(Stored records)
☆ ☆ ☆
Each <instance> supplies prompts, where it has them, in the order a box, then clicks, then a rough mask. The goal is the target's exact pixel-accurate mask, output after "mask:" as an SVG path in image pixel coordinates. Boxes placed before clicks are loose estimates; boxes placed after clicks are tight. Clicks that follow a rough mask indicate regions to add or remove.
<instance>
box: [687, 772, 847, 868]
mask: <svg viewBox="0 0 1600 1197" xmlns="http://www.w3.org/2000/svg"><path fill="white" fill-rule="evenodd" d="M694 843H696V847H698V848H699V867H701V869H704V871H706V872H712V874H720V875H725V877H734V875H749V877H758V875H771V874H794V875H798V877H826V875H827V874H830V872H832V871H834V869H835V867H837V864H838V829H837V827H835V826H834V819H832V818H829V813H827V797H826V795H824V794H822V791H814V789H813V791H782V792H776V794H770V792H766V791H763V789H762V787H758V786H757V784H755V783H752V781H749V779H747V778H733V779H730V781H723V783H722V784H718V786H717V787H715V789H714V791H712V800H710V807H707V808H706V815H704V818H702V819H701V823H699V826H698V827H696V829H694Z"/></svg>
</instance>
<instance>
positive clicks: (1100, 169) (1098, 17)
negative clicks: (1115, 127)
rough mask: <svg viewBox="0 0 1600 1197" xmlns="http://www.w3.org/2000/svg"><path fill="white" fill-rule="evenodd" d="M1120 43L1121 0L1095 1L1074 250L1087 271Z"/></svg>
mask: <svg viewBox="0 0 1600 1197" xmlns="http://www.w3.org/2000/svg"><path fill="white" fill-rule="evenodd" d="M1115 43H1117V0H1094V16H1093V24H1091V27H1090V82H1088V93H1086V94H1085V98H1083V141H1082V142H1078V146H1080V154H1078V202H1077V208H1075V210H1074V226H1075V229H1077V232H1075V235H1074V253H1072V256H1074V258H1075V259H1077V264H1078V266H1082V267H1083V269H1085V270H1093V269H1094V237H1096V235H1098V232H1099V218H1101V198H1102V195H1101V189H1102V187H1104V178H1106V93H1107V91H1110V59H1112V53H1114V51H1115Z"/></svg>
☆ ☆ ☆
WHAT IS BEING ASKED
Each entry must appear again in the answer exactly as written.

EXPECTED OUTPUT
Each <instance> supplies prompts, where it has them, in the order a box, then clicks, then a rough mask. The goal is the target's exact pixel-accurate mask, output after "mask:" as an SVG path in image pixel coordinates. Boxes placed before clicks are loose estimates; boxes placed after clicks are tight. Clicks that follow a rough mask indicate regions to add or remove.
<instance>
box: [687, 772, 847, 868]
mask: <svg viewBox="0 0 1600 1197" xmlns="http://www.w3.org/2000/svg"><path fill="white" fill-rule="evenodd" d="M694 843H696V847H698V848H699V867H701V869H704V871H706V872H712V874H720V875H725V877H734V875H749V877H758V875H771V874H794V875H798V877H826V875H827V874H830V872H832V871H834V869H835V867H837V864H838V829H837V827H835V826H834V819H832V818H829V813H827V797H826V795H824V794H822V791H814V789H813V791H782V792H776V794H770V792H766V791H763V789H762V787H758V786H757V784H755V783H752V781H749V779H747V778H733V779H730V781H723V783H722V784H718V786H717V787H715V789H714V791H712V800H710V807H707V808H706V815H704V818H702V819H701V823H699V826H698V827H696V829H694Z"/></svg>
</instance>
<instance>
positive clicks: (1100, 169) (1098, 17)
negative clicks: (1115, 127)
rough mask: <svg viewBox="0 0 1600 1197" xmlns="http://www.w3.org/2000/svg"><path fill="white" fill-rule="evenodd" d="M1120 43L1121 0L1095 1L1074 250L1087 271Z"/></svg>
mask: <svg viewBox="0 0 1600 1197" xmlns="http://www.w3.org/2000/svg"><path fill="white" fill-rule="evenodd" d="M1115 43H1117V0H1094V16H1093V24H1091V27H1090V82H1088V93H1086V94H1085V98H1083V141H1082V142H1078V146H1080V154H1078V202H1077V208H1075V210H1074V226H1075V229H1077V232H1075V235H1074V253H1072V256H1074V258H1075V259H1077V264H1078V266H1082V267H1083V269H1085V270H1093V269H1094V237H1096V235H1098V232H1099V218H1101V198H1102V195H1101V189H1102V187H1104V178H1106V93H1107V91H1110V59H1112V53H1114V51H1115Z"/></svg>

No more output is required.